What to work on:
Copy every line of the rows below, from the line containing "Task: locate the grey baseball" down to the end of the rows, and leave the pictures out of your answer.

■ ■ ■ ■ ■ ■ ■

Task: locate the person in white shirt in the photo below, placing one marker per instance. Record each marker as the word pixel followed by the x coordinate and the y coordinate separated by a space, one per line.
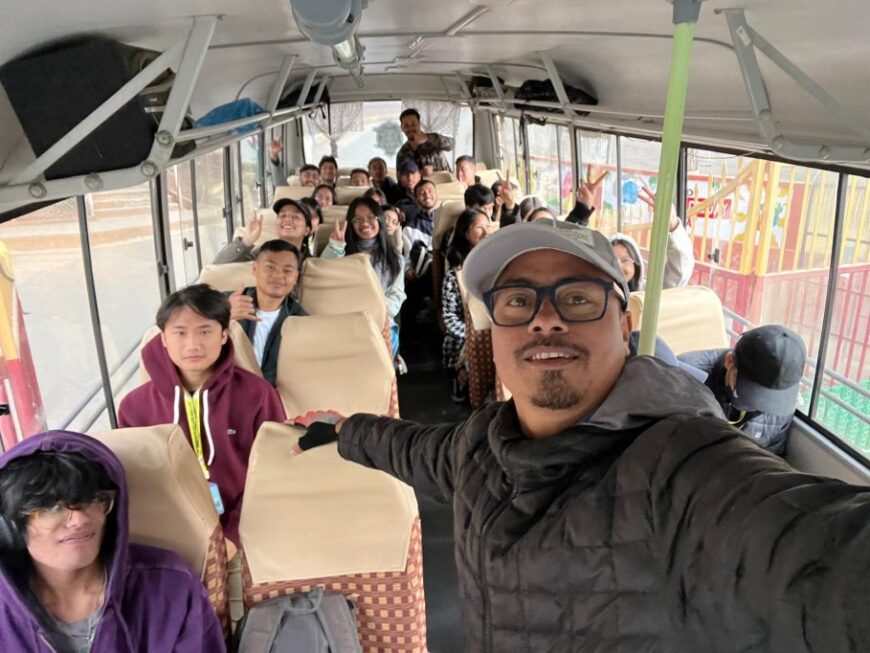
pixel 262 309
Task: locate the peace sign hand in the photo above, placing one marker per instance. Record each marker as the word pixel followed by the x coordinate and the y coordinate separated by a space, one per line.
pixel 253 230
pixel 585 194
pixel 649 198
pixel 338 231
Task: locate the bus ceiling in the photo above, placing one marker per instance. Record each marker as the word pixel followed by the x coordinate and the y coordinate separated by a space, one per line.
pixel 615 51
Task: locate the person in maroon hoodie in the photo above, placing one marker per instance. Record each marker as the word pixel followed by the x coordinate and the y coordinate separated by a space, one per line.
pixel 195 384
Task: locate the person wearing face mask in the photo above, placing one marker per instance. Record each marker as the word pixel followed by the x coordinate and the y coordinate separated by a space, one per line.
pixel 70 579
pixel 368 235
pixel 472 226
pixel 294 224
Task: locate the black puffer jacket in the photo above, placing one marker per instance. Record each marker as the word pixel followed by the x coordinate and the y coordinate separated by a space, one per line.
pixel 634 531
pixel 768 431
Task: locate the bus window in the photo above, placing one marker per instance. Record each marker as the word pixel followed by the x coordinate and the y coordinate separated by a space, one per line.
pixel 180 201
pixel 209 170
pixel 599 151
pixel 844 400
pixel 249 174
pixel 127 290
pixel 544 164
pixel 763 233
pixel 49 363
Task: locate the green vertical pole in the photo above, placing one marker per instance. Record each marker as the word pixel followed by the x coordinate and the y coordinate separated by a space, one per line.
pixel 685 17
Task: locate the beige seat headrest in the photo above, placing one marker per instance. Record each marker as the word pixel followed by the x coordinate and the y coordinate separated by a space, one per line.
pixel 170 503
pixel 336 362
pixel 441 177
pixel 226 277
pixel 317 515
pixel 342 285
pixel 334 213
pixel 243 351
pixel 446 220
pixel 452 190
pixel 346 194
pixel 292 192
pixel 489 177
pixel 690 318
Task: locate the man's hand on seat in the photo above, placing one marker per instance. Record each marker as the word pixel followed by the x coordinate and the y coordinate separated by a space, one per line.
pixel 242 306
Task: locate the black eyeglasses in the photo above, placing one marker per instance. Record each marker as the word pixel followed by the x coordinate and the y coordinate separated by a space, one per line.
pixel 575 300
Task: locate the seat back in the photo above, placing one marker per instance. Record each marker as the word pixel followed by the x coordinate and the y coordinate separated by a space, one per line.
pixel 227 277
pixel 337 362
pixel 243 351
pixel 292 192
pixel 441 177
pixel 451 190
pixel 334 213
pixel 489 177
pixel 170 503
pixel 351 529
pixel 690 318
pixel 346 194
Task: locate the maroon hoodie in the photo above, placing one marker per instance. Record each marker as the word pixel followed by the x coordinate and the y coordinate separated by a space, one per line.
pixel 234 405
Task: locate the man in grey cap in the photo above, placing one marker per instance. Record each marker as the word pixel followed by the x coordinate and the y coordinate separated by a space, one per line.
pixel 757 382
pixel 608 506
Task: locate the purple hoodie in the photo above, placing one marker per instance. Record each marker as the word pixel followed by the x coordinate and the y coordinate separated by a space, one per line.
pixel 234 405
pixel 153 602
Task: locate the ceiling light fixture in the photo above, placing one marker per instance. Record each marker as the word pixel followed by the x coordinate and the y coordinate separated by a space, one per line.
pixel 334 23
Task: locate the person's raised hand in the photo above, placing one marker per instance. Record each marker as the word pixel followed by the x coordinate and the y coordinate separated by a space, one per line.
pixel 253 229
pixel 339 229
pixel 585 194
pixel 242 306
pixel 649 198
pixel 275 148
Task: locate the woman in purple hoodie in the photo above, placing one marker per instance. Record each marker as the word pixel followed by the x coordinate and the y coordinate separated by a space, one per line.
pixel 195 384
pixel 69 578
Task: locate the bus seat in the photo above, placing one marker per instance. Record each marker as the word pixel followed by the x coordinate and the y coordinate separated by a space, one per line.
pixel 227 276
pixel 321 238
pixel 441 177
pixel 452 190
pixel 334 213
pixel 170 504
pixel 318 520
pixel 336 362
pixel 489 177
pixel 478 352
pixel 243 350
pixel 346 194
pixel 292 192
pixel 690 318
pixel 347 285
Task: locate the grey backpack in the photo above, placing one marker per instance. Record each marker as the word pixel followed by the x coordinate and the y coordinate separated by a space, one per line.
pixel 316 622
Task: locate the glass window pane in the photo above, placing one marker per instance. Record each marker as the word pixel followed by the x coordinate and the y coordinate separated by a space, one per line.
pixel 762 234
pixel 122 250
pixel 49 363
pixel 544 164
pixel 599 152
pixel 180 201
pixel 250 160
pixel 566 169
pixel 844 403
pixel 210 204
pixel 508 147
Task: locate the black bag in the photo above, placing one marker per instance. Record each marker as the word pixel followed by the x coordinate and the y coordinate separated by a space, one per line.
pixel 316 622
pixel 55 88
pixel 543 91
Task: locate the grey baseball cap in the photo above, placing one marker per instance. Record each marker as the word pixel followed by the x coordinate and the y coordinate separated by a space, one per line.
pixel 488 260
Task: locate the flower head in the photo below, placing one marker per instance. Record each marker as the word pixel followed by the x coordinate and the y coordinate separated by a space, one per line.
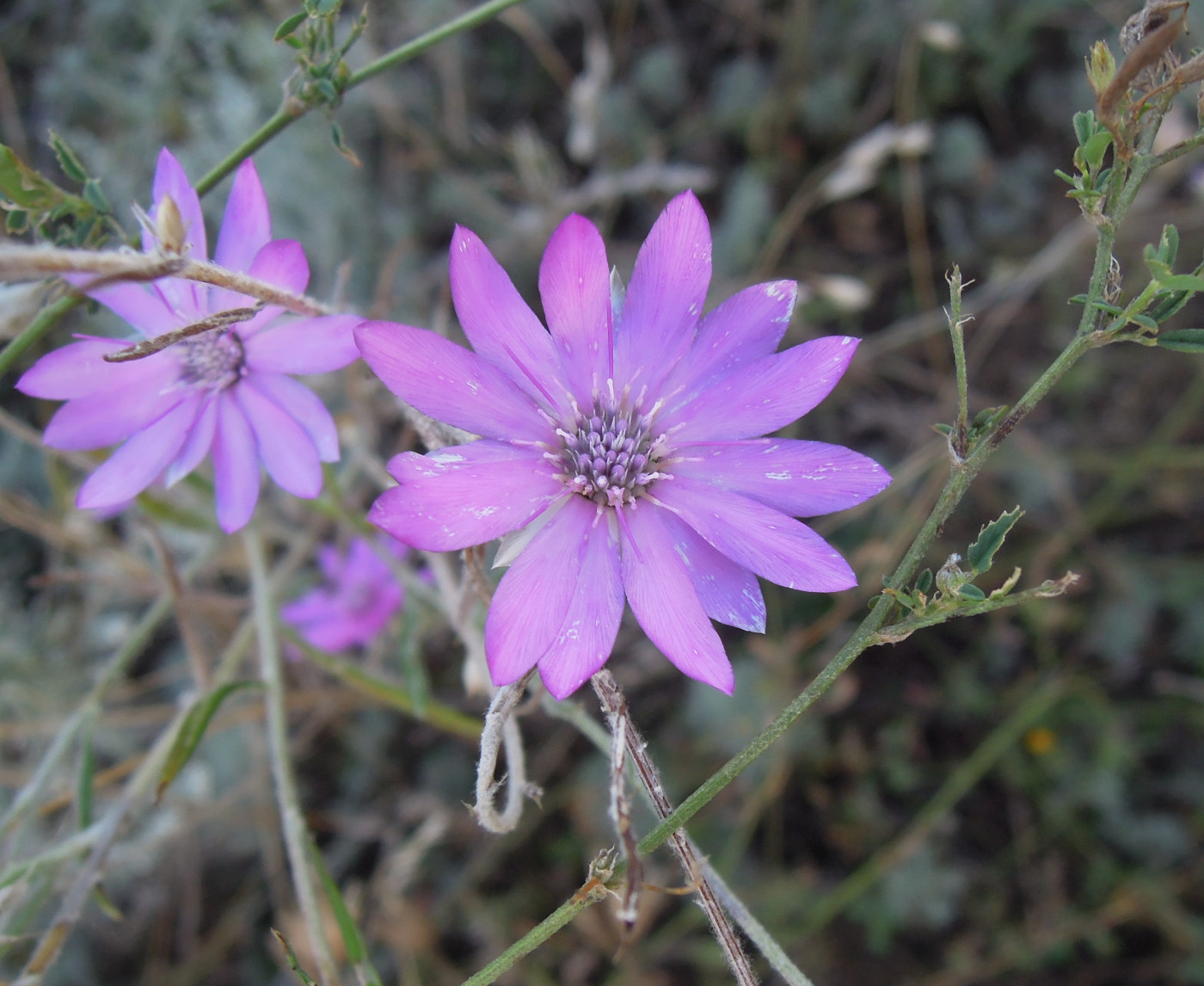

■ ■ ■ ■ ■ ■ ■

Expected answer:
Task: locate the grey baseball cap in the photo above, placing one marker per instance. Record each marker as the word pixel followed by the x coordinate and the y coordinate separated by a space, one per line.
pixel 488 260
Task: locate the flower head in the photo below, placing one marker per instance. Record each marker as the word pixel followed by the x coordinate and the y coordinate separated by a space, one per line.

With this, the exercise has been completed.